What is expected: Quote all of the entries word for word.

The input:

▬▬▬

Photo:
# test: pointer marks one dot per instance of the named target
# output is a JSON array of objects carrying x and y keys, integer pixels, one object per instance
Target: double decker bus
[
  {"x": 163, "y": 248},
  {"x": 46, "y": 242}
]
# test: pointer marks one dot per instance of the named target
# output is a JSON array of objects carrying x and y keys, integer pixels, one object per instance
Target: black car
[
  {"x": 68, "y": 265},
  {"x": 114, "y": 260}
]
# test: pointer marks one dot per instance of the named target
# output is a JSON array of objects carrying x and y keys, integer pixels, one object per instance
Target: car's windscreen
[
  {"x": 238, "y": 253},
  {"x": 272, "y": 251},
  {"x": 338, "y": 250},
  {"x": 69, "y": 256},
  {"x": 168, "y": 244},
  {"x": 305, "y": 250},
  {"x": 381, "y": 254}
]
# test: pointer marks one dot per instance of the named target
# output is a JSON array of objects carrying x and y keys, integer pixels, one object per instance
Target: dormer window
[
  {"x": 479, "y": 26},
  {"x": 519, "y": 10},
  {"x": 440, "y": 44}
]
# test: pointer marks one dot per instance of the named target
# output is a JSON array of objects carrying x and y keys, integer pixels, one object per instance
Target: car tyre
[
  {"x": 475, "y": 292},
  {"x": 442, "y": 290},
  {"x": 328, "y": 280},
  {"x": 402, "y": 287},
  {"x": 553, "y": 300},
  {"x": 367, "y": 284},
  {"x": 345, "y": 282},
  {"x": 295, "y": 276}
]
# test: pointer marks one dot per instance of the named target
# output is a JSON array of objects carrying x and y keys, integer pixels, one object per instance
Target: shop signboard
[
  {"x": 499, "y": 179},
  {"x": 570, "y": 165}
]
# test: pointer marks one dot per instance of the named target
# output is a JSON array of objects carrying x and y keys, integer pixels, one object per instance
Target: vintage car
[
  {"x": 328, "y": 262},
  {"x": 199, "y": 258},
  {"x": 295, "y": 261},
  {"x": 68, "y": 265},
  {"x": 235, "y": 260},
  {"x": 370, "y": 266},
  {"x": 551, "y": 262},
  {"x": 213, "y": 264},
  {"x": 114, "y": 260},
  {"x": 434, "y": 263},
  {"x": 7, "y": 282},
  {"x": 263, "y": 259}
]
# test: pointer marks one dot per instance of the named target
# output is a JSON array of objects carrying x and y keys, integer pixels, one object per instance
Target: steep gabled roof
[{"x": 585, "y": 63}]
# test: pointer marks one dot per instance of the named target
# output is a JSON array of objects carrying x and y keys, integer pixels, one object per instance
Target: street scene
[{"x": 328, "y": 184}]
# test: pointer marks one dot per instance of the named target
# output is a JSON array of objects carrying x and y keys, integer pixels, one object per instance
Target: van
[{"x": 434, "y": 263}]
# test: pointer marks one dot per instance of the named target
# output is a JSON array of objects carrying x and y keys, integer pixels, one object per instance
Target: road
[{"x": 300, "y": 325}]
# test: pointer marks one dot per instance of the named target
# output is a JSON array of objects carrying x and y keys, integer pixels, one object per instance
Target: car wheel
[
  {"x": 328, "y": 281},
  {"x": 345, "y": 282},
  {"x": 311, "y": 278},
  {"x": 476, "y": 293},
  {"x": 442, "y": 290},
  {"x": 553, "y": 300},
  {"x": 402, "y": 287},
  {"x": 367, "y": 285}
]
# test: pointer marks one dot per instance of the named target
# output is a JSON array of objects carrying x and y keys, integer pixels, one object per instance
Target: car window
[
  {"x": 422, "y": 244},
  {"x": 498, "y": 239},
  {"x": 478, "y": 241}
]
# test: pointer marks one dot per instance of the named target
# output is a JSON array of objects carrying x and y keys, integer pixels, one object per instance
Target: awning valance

▬▬▬

Answer for this exercise:
Photo:
# test: pointer marks one dot per instance of the named target
# output is a JSON array of objects carrying x and y keys, integer pixels, one object per instance
Target: double decker bus
[
  {"x": 163, "y": 248},
  {"x": 46, "y": 242}
]
# test: pointer marks one dot per instance of the named target
# output is a JSON array of objects carrying x and y keys, integer pixels, one object per instance
Target: black car
[
  {"x": 68, "y": 265},
  {"x": 114, "y": 260}
]
# test: pointer marks one dot per instance of the named target
# output is a JSON array of objects carrying x and y keys, integer pixels, one object per instance
Target: car's windscreen
[
  {"x": 238, "y": 253},
  {"x": 272, "y": 251},
  {"x": 338, "y": 250},
  {"x": 69, "y": 256},
  {"x": 168, "y": 244},
  {"x": 305, "y": 250},
  {"x": 381, "y": 254}
]
# test: pointer marks one dot per instance of the named target
# output is a JSON array of objects carrying x and y keys, integer pixels, one object per instance
Target: dormer window
[
  {"x": 479, "y": 26},
  {"x": 519, "y": 10},
  {"x": 440, "y": 44}
]
# test: pointer marks one dot per instance of the named target
# output is a JSON array of objects carrying x and y keys, integer pixels, one object per instance
Target: car tyre
[
  {"x": 475, "y": 292},
  {"x": 442, "y": 290},
  {"x": 328, "y": 280},
  {"x": 402, "y": 287},
  {"x": 553, "y": 300},
  {"x": 367, "y": 284},
  {"x": 345, "y": 282},
  {"x": 295, "y": 276}
]
# test: pointer marks one dot per instance of the named target
# output is a JSON array of objects carrying x and y keys, integer pixels, one object per instance
Target: shop signboard
[
  {"x": 499, "y": 179},
  {"x": 570, "y": 165}
]
# test: pointer marks one dot per instance of the named target
# output is a JSON array of objects carrying x and y keys, integer pixels, one object per instance
Target: vintage car
[
  {"x": 328, "y": 262},
  {"x": 199, "y": 258},
  {"x": 295, "y": 261},
  {"x": 68, "y": 265},
  {"x": 235, "y": 260},
  {"x": 370, "y": 266},
  {"x": 551, "y": 262},
  {"x": 213, "y": 264},
  {"x": 114, "y": 260},
  {"x": 434, "y": 263},
  {"x": 7, "y": 282},
  {"x": 263, "y": 259}
]
# test: pointer marks one dot per instance of the named target
# output is a JSON array of objects carrying x and y keys, integer pixels, one object per instance
Target: steep gabled roof
[{"x": 585, "y": 63}]
# test: pointer marks one dot per instance of the named target
# output is a JSON array of objects carrying x and y keys, integer pixels, one object per instance
Target: street scene
[{"x": 328, "y": 184}]
# test: pointer marks one dot per instance of the named target
# output is a JSON array of objects carrying x and y keys, integer pixels, one object per instance
Target: van
[{"x": 434, "y": 263}]
# test: pointer marks one dot per instance of the named target
# output is a JSON array of objects carrying x and y keys, integer pixels, one object per instance
Target: road
[{"x": 300, "y": 325}]
# test: pointer marks one dot per instance of the named target
# output is a JSON array of objects carrying x and y keys, integer pixels, one object per instance
Target: car wheel
[
  {"x": 328, "y": 281},
  {"x": 345, "y": 282},
  {"x": 311, "y": 278},
  {"x": 476, "y": 293},
  {"x": 442, "y": 290},
  {"x": 553, "y": 300},
  {"x": 402, "y": 287},
  {"x": 367, "y": 285}
]
# test: pointer marks one dot per instance of the named target
# output is a JSON array of objects carrying x and y keys, integer pixels, one object per instance
Target: car window
[
  {"x": 422, "y": 244},
  {"x": 498, "y": 239},
  {"x": 478, "y": 241}
]
# test: pointer marks one dot per instance of the named target
# output is a JSON array of objects carrying x and y keys, integer pixels, one object per instance
Target: awning valance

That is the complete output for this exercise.